■ **PROMPT A**
In the text on environment variables and secrets, what is the top-level file called that holds one variable per line?
■ **PROMPT B**
Translate this sentence from the text on environment variables into Spanish: "This file will be uploaded to the repository, so it is important that it does not contain any sensitive information (also known as ‘secrets’)."
■ **PROMPT C**
Write the next part of the text on environment variables and secrets, picking up after its final line of code.

■ **READING TEXT**
________

16  Environment variables and secrets

When running code, you can sometimes customize some behavior by specifying the value of some variable to your needs. For example, maybe there is an option whose value is a number from 1 to 5, indicating the level of debugging (the amount of output you want to see in the console, so as to understand the code’s execution). A possible way of introducing this would be with what is known as an ‘environment variable’, which is just a value stored with a name in the ‘environment’ where your code runs (not an R variable, it is more related to the operating system). These should be loaded before the code starts running, and our package workflow allows us to do this quite easily, by creating a top-level file called .Renviron, which can include one variable per line, like this:

DEBUG_LEVEL=1
GOOGLESHEETS_AUTH_FILE=inst/google_cloud_key.json

It can be accessed from R code by using

Sys.getenv("NAME_OF_VARIABLE")

You can also use environment variables for constants, or whatever you feel that could be used in several places. This file will be uploaded to the repository, so it is important that it does not contain any sensitive information (also known as ‘secrets’). I also introduced this section because in the example code for the Writing articles section, there is the line:

key_path <- here::here(Sys.getenv("GOOGLESHEETS_AUTH_FILE"))

________

[Records from a dataset]

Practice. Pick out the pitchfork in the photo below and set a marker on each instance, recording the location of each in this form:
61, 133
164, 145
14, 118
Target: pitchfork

________

■ **EXERCISE RESULT A**
.Renviron

■ **EXERCISE RESULT B**
Este archivo se subirá al repositorio, por lo que es importante que no contenga ninguna información sensible (también conocida como «secretos»).

■ **EXERCISE RESULT C**
In that example, an Excel sheet must be read. When using the googlesheets4 package, it can automatically open a browser interactively and ask for your Google account credentials, but when running check tools, we want everything to work from beginning to end without human intervention. This is achievable by providing a secret token 1.

Since we must not include secret information in .Renviron, the workaround is to instead add just the secret file path as an environment variable and then read from it, so the .Renviron is uploaded to GitHub but the secret file, which according to our environment variable should be found in inst/google_cloud_key.json, is not uploaded. Instead, the file should be uploaded to another private storage service, so that only you have access to it.

In examples like this one, ideally every developer would create and use their own token. The specific case of the token in this example is out of the scope of this guide, but if you are interested you could probably start from this gargle package guide. Also, the here package was used above for easy file path referencing from the root directory of a project, so that paths are not hard-coded, and you can read more in their package site.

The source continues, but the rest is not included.